Bagikan:

JAKARTA - Wakil Ketua Umum Partai Demokrat Syarief Hasan menyebut lambatnya penyaluran bantuan sosial berupa bantuan langsung tunai (BLT) dari pemerintah menjadi penyebab Presiden Joko Widodo kembali menyentil para menteri.

Syarief menyebut, pendistribusian BLT yang gerak di tempat mengakibatkan rendahnya realisasi anggaran pemerintah hingga lambatnya pembangkitan kondisi ekonomi yang dikeluhkan Jokowi.

"Lambatnya realisasi dan penyaluran bantuan sosial ke masyarakat menunjukkan kurangnya kecepatan dan ketepatan sasaran Pemerintah dalam menangani efek sosial ekonomi dari pandemi COVID-19," kata Syarief saat dikonfirmasi VOI, Senin, 3 Agustus.

Pemerintah telah mengalokasikan Rp203 triliun khusus untuk pos perlindungan sosial. Ada sejumlah program, yakni Program Keluarga Harapan, Kartu Sembako, dana desa, Kartu Prakerja, hingga bantuan sosial.

Namun, sayangnya sampai akhir Juli, anggaran perlindungan sosial baru terrealisasi 34,04 persen. Padahal, menurut Syarief, bantuan seperti BLT sangat dibutuhkan untuk menaikkan daya beli masyarakat, sehingga roda perekonomian bisa kembali berjalan.

--

### [PERINTAH TUGAS 1]
Menurut teks tentang penyaluran BLT, berapa persen anggaran perlindungan sosial yang sudah terealisasi sampai akhir Juli?
### [PERINTAH TUGAS 2]
Teruskan teks tentang penyaluran BLT mulai sesudah kalimat terakhirnya.
Data di bawah ini sama sekali tidak berperan di sini.

### [DATA YANG DIBERIKAN]
--

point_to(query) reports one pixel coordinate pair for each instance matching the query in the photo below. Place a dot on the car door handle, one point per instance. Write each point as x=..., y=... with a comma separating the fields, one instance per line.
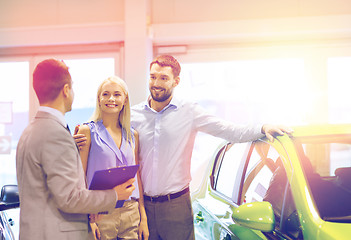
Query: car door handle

--

### [JAWABAN LATIHAN 1]
Anggaran perlindungan sosial baru terealisasi 34,04 persen.

### [JAWABAN LATIHAN 2]
"Jika bantuan sosial lambat disalurkan, maka bisa dipastikan daya beli masyarakat terhadap kebutuhan sehari-hari akan semakin melemah," ucap Syarief.

"Akibatnya, tentu tak hanya terhadap dengan masyarakat kecil, tetapi juga mengganggu perekonomian Indonesia dikarenakan pergerakan uang dan barang menjadi semakin sedikit," tambahnya.

Syarief juga mengomentari sejumlah alasan lambatnya penyaluran bantuan sosial akibat data penerima yang tumpang tindih di tiap instansi pemerintah. Menurut dia, hal ini tidak bisa dijadikan alasan.

"Pemerintah telah dibekali berbagai sumber daya dan kelembagaan untuk memusatkan data sehingga tidak terjadi tumpang tindih. Pemerintah harusnya menggunakan database satu pintu sehingga tidak terjadi overlapping di lapangan," tutur dia. 

Seperti diketahui, Presiden Joko Widodo (Jokowi) kembali menyentil jajarannya yang hingga kini belum menunjukkan kemampuan mereka bekerja di tengah suasana krisis akibat pandemi COVID-19. 

"Di kementerian, di lembaga, aura krisisnya betul-betul belum, ya, belum masih sekali lagi kejebak pada pekerjaan harian. Enggak tahu prioritas yang harus dikerjakan," kata Jokowi saat membuka rapat terbatas terkait penanganan COVID-19 dan Pemulihan Ekonomi Nasional, Senin, 3 Agustus. 

Jokowi juga kemudian menyinggung pada realisasi anggaran hingga urusan ekonomi yang terkait dengan konsumsi rumah tangga dan daya beli masyarakat masih sangat minim.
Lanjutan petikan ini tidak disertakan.